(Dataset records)
— start —

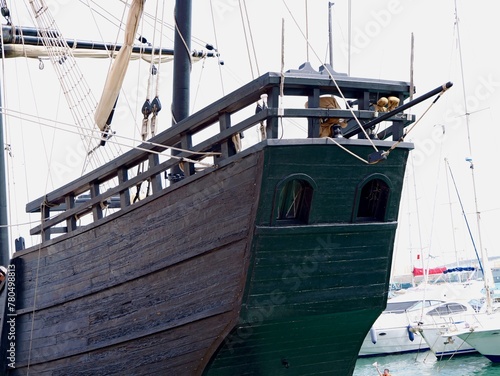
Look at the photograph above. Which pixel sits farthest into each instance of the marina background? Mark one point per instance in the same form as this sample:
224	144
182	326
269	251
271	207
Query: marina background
426	364
371	39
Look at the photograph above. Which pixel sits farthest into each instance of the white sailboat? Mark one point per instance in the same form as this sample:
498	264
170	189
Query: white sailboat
458	333
394	331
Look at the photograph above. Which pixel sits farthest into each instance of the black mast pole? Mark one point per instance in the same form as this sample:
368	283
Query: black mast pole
182	70
4	232
182	61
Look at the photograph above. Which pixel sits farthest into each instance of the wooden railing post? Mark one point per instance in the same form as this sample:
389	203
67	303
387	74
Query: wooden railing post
70	204
122	174
96	209
154	160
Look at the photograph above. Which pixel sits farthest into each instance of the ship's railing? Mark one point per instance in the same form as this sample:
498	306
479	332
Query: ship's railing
113	186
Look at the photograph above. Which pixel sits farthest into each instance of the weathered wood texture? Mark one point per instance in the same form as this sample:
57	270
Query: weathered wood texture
155	289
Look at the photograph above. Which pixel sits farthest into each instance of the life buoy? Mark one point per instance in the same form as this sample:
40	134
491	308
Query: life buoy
373	335
411	335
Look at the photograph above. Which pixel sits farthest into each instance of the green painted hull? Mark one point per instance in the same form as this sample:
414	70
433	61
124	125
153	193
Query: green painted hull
313	291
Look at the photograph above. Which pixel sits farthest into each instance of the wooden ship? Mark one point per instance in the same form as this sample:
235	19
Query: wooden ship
275	260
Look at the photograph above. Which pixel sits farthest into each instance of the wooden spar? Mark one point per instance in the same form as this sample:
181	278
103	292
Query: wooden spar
29	36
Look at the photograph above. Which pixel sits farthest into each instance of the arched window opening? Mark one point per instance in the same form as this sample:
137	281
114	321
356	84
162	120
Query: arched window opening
373	201
294	202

— end —

Short problem | Rewrite everything from the line containing "the wooden ship?" down to the end of the records, keeping every line and multiplying each answer point's coordinates by 1.4, rounded to whole numbers with halves rounded up. Leave the sample coordinates and all other text unchanged.

Completed exercise |
Look at the photograph above. Which pixel sits farthest into each instance of the wooden ship? Mark one point per instance in the same form as this sample:
235	19
Query: wooden ship
385	364
Look at the photograph above. Which pixel sits farthest into each instance of the wooden spar? Mark one point per instance in the same form as this sample:
181	278
103	292
Query: wooden spar
41	50
Look at the photograph above. Which pixel sits farthest into each instance of the arched window opening? Mark one point per instance in the same form as this sample:
137	281
114	321
356	84
162	120
Query: arched window opening
522	281
412	283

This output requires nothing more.